- _Work request_
The answer must consist of every line from the data that holds the string "below".

#####

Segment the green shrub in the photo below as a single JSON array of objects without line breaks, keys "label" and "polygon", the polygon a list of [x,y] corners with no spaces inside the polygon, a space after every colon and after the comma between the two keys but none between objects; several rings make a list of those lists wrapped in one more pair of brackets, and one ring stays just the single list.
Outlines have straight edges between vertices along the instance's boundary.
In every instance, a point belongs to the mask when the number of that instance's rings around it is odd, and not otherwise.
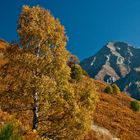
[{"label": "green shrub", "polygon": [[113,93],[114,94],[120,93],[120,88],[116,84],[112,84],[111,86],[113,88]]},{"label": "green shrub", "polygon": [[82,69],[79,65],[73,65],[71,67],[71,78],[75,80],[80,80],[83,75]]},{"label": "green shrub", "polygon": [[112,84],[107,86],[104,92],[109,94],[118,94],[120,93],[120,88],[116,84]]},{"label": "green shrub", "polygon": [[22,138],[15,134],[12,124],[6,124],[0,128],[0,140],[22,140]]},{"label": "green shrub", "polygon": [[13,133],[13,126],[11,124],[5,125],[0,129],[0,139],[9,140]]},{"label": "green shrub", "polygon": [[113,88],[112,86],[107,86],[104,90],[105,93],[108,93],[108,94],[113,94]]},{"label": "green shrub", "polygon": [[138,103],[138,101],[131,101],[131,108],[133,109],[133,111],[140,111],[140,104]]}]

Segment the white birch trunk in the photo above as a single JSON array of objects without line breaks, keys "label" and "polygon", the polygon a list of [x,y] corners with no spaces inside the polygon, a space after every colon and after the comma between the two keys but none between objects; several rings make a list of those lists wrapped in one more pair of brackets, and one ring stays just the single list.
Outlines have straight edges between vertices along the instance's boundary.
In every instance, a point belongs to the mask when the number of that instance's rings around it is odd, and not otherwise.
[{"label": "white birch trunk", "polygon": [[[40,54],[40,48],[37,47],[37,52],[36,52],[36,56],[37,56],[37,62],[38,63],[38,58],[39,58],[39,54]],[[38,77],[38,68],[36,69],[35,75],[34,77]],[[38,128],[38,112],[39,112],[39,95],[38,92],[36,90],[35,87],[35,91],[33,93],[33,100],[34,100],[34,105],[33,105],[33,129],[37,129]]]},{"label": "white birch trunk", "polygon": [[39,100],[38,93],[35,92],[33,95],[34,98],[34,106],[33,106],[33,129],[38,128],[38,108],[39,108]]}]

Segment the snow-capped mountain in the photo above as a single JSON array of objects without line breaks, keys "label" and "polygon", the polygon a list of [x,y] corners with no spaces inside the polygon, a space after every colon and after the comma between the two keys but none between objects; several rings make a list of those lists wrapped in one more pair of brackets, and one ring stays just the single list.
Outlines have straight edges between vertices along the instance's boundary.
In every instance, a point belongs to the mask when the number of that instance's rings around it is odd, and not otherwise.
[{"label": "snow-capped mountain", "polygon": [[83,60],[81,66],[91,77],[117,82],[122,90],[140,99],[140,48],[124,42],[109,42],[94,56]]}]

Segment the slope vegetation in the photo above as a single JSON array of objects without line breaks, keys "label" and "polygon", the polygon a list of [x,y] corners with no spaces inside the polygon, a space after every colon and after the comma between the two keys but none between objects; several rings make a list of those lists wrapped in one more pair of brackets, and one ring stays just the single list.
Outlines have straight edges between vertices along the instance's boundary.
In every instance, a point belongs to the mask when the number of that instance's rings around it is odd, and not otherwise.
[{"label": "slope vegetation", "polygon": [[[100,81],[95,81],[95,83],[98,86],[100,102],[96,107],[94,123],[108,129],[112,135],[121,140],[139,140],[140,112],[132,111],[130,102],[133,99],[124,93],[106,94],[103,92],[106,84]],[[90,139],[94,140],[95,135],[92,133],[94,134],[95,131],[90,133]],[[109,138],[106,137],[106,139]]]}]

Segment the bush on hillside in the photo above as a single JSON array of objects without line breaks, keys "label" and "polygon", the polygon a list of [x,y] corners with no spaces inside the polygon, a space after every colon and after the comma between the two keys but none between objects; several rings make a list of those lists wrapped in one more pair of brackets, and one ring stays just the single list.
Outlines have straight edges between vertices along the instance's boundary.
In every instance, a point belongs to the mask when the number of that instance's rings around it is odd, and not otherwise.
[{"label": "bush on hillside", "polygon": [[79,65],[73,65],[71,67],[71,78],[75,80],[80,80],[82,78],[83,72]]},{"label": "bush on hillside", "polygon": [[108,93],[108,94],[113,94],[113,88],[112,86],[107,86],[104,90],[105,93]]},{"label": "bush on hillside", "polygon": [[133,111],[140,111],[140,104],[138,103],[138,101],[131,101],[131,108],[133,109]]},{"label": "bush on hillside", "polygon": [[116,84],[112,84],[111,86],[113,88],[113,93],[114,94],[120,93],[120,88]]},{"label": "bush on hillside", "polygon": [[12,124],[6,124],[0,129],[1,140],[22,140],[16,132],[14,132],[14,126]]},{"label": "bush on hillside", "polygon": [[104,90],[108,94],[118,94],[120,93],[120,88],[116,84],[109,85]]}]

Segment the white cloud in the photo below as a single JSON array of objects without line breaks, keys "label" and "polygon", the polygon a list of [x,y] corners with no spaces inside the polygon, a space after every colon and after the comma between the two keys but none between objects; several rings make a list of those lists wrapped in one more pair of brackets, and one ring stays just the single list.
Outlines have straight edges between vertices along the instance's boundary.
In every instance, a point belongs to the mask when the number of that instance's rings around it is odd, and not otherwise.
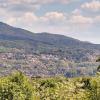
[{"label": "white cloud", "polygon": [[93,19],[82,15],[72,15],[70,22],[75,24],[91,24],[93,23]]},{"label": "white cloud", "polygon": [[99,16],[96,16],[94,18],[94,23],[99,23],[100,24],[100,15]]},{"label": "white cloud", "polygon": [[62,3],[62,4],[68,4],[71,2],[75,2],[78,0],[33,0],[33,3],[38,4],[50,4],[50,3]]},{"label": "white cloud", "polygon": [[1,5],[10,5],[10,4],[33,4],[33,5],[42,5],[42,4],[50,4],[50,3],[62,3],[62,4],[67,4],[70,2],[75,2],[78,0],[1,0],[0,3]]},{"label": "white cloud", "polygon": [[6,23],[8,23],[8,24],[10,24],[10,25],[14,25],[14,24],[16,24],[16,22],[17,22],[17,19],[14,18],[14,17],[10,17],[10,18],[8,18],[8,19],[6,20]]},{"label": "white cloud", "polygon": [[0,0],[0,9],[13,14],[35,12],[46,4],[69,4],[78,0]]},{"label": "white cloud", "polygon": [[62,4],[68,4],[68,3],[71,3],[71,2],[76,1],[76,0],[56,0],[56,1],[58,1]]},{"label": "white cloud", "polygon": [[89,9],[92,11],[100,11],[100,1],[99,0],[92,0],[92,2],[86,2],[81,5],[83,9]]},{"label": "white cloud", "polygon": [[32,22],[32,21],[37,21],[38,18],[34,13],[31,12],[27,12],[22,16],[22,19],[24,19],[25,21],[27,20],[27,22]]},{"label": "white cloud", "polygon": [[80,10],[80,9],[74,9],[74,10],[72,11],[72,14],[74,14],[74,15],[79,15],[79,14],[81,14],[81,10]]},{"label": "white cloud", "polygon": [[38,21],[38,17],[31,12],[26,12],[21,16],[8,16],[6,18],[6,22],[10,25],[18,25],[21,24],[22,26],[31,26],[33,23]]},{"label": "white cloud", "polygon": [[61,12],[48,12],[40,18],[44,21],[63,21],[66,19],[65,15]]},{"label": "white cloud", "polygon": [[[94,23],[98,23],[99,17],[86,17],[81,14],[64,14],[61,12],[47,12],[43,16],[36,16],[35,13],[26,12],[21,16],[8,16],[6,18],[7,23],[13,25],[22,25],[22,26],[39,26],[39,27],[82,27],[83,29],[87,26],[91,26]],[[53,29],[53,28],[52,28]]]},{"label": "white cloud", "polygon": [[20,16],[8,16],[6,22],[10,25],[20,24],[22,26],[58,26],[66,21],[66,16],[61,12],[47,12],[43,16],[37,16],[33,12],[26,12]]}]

#####

- _Answer box_
Segment the green shrub in the photo below as a single JSON array of objects without line breaks, keys "label" and "polygon", the polygon a list of [x,y] corners with no spaces inside the polygon, a space after every colon and after the comma between the two keys but none between objects; several rings make a list of those lists wrapped in one more pair of brackets, and one ring stays just the single list.
Segment the white cloud in the photo below as a single JSON array of objects without line breaks, keys "label" and "polygon", the polygon a list of [x,y] corners with no spaces inside the polygon, a space after every colon and after the comma between the two keys but none between objects; several rings make a list of those lists wrapped in one more pair of brackets, and one ring stays just the single list.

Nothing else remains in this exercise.